* [WORK TO DO] Please print the lines in the records below without any change, beginning at the line that contains "Task: find the bright" and stopping after the line that contains "point(398, 80)".

(Data entries)
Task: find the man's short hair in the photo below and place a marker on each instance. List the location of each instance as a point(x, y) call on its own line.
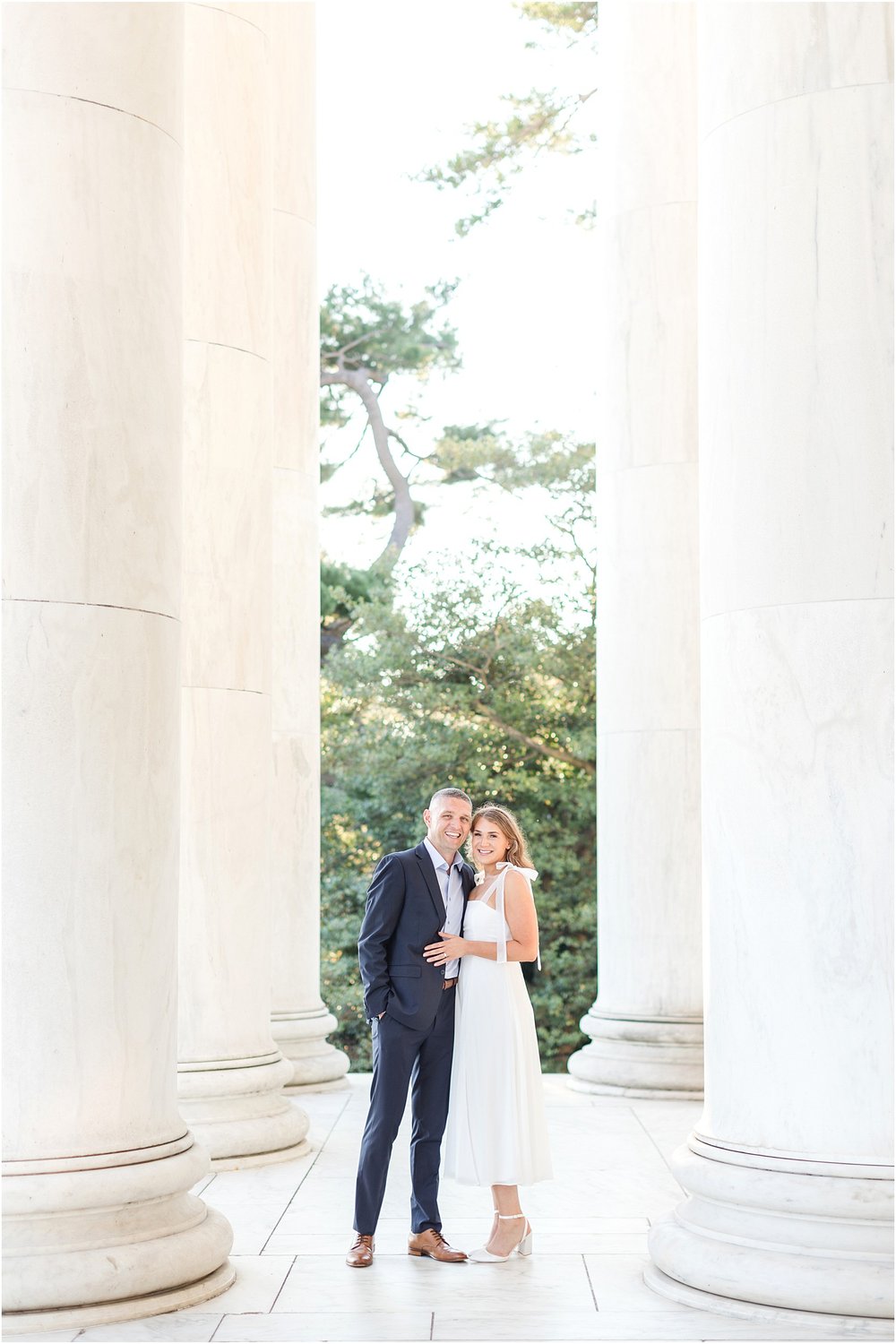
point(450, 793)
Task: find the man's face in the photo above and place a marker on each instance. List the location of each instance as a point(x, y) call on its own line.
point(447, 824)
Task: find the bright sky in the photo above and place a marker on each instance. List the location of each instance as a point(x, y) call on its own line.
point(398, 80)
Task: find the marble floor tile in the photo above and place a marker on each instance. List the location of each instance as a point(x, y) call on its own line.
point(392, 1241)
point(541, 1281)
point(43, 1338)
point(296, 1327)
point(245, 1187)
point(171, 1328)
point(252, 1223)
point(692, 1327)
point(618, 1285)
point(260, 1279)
...
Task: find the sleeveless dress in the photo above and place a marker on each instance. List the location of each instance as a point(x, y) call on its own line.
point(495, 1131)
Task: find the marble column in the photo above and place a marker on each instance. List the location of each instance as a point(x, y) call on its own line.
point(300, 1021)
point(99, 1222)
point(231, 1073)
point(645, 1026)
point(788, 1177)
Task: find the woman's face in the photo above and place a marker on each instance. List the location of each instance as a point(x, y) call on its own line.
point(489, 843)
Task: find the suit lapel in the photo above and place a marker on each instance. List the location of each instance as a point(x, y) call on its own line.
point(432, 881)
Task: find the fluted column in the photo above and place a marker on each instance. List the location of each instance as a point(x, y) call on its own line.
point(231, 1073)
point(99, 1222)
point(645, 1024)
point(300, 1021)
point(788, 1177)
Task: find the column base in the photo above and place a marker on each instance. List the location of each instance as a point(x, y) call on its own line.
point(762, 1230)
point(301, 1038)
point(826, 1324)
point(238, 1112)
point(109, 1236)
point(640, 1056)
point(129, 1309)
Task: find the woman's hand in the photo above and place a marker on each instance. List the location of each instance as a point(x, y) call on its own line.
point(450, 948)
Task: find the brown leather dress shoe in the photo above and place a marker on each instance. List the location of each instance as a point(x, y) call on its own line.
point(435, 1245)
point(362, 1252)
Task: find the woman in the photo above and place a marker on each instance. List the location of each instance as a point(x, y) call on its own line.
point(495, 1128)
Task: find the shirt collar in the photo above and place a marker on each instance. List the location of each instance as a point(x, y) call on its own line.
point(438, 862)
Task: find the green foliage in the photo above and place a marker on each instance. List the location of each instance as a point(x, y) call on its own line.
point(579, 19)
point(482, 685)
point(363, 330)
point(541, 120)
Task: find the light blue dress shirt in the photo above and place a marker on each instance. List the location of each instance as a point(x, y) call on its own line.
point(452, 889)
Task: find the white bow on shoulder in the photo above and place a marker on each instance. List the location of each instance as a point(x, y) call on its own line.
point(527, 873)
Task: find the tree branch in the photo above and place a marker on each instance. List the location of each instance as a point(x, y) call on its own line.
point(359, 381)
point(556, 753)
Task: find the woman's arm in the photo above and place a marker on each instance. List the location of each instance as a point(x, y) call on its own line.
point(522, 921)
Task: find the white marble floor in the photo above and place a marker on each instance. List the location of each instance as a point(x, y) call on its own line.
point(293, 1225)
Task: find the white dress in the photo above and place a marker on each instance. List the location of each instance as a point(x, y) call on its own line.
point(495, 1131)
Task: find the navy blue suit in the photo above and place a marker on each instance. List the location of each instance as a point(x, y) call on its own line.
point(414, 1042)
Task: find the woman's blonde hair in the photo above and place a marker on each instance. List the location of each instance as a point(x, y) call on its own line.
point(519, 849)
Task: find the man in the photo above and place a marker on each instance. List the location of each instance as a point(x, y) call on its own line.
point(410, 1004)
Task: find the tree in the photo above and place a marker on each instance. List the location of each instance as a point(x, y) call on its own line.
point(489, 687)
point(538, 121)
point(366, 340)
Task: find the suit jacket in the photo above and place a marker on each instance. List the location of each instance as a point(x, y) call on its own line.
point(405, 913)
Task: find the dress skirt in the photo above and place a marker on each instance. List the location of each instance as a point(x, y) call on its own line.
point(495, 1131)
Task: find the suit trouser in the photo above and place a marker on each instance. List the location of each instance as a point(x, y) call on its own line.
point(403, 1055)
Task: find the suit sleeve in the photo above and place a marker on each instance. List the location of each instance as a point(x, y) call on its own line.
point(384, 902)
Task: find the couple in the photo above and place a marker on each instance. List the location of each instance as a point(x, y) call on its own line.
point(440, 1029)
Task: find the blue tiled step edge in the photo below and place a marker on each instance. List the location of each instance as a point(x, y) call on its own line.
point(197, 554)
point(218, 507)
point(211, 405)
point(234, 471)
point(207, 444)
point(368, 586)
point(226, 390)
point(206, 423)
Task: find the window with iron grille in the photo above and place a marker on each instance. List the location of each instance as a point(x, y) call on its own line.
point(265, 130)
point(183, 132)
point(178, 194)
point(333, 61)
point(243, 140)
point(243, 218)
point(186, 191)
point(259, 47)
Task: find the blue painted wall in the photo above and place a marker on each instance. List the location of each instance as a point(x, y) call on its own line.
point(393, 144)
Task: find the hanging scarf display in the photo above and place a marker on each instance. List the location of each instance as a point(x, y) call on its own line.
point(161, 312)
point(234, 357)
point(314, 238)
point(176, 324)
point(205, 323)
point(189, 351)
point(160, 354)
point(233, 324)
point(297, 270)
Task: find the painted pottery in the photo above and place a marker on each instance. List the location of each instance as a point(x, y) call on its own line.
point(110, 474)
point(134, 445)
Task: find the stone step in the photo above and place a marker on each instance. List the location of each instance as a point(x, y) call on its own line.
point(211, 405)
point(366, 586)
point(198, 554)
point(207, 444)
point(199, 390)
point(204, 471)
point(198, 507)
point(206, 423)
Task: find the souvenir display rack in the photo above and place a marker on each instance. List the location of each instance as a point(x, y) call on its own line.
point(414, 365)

* [FINAL RESULT]
Task: find the bright sky in the photo above and place a marker on each instance. List the location of each instance as a point(x, y) call on its own line.
point(398, 80)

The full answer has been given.